>> Begin EXTRACT TO READ
A simple backup scheme for wallet accounts

salvatoshi · April 16, 2025, 12:38pm

For any wallet account that is not single-signature, backing up the descriptor is crucial, as its loss is likely to be catastrophic and lead to lost funds - even if the seeds that are in theory sufficient for recovery are not lost. This is true even for simple multisig wallets, as losing the knowledge of just a single xpub might make recovery impossible.

In lack of a standard, this led people to get creative with wallet backups schemes, with some even engraving the descriptor in metal.

I believe this is a bad idea and should be discouraged. Descriptors are not seeds, and should be treated radically differently both in theory and in practice.

In this post, I briefly introduce the context, and draft what I believe is the ideal structure for a wallet account backup standard that could be adopted by software wallets.

Motivation: secrecy vs privacy

The seed is secret, as it is what protects the key material that allows spending funds. Unauthorized access to the seed implies that attackers gain ownership of the funds (or at least the specific access controls that the keys are protecting). Hence, it is very valuable for an attacker to gain access to seed, and they will be willing to increase the cost and the sophistication of the attacks, because of the potential of high returns.
>> End EXTRACT TO READ
>> Begin DATA SEGMENT
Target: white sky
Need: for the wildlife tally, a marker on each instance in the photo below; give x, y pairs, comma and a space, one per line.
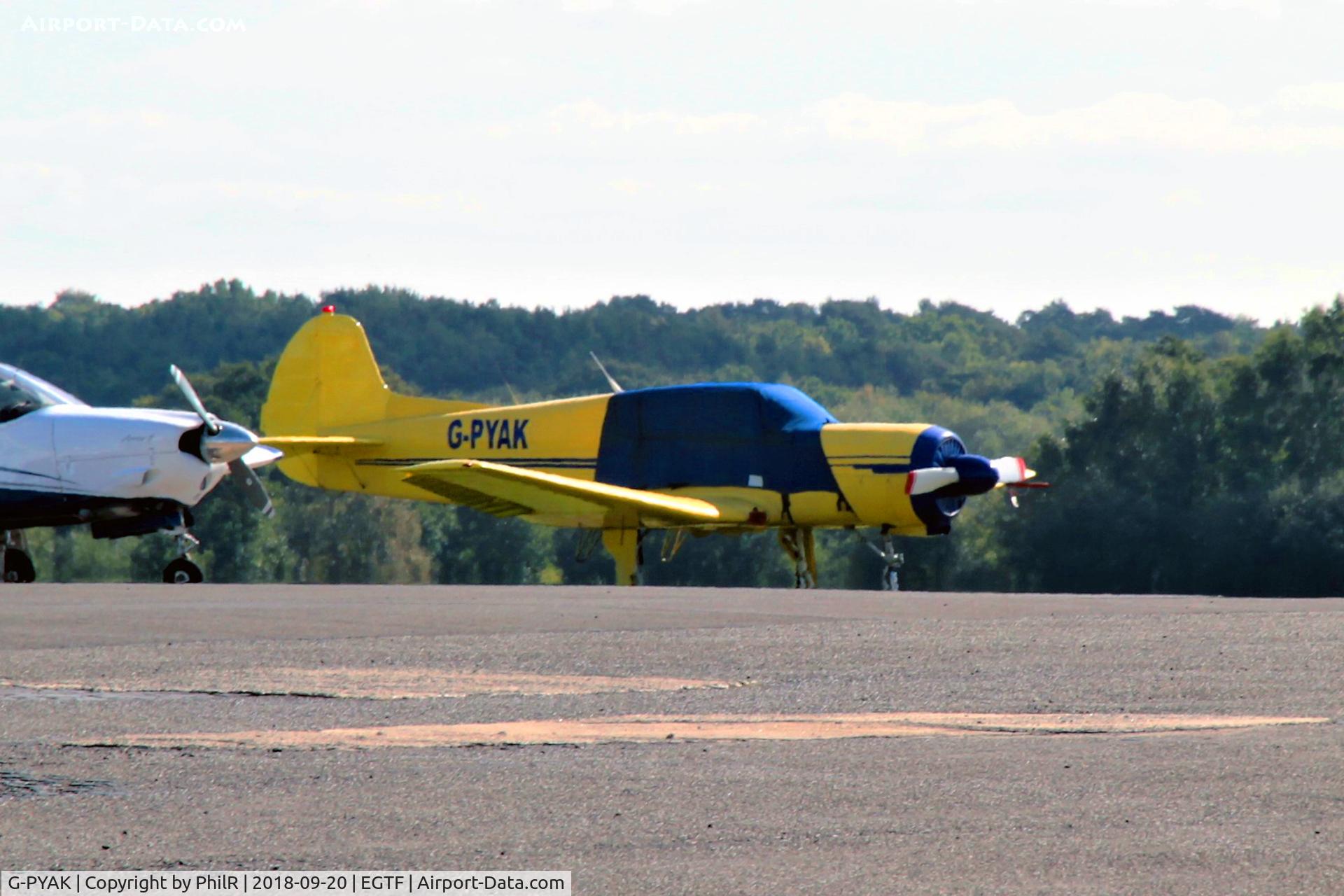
1126, 153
>> End DATA SEGMENT
# JOBS:
A) In the post on wallet account backups, what have some people engraved in metal?
B) From the post on wallet account backups, return the text between "A simple backup" and "and in practice.", inclusive.
The data isn't needed here.

# FULL SOLUTIONS:
A) The descriptor.

B)
A simple backup scheme for wallet accounts

salvatoshi · April 16, 2025, 12:38pm

For any wallet account that is not single-signature, backing up the descriptor is crucial, as its loss is likely to be catastrophic and lead to lost funds - even if the seeds that are in theory sufficient for recovery are not lost. This is true even for simple multisig wallets, as losing the knowledge of just a single xpub might make recovery impossible.

In lack of a standard, this led people to get creative with wallet backups schemes, with some even engraving the descriptor in metal.

I believe this is a bad idea and should be discouraged. Descriptors are not seeds, and should be treated radically differently both in theory and in practice.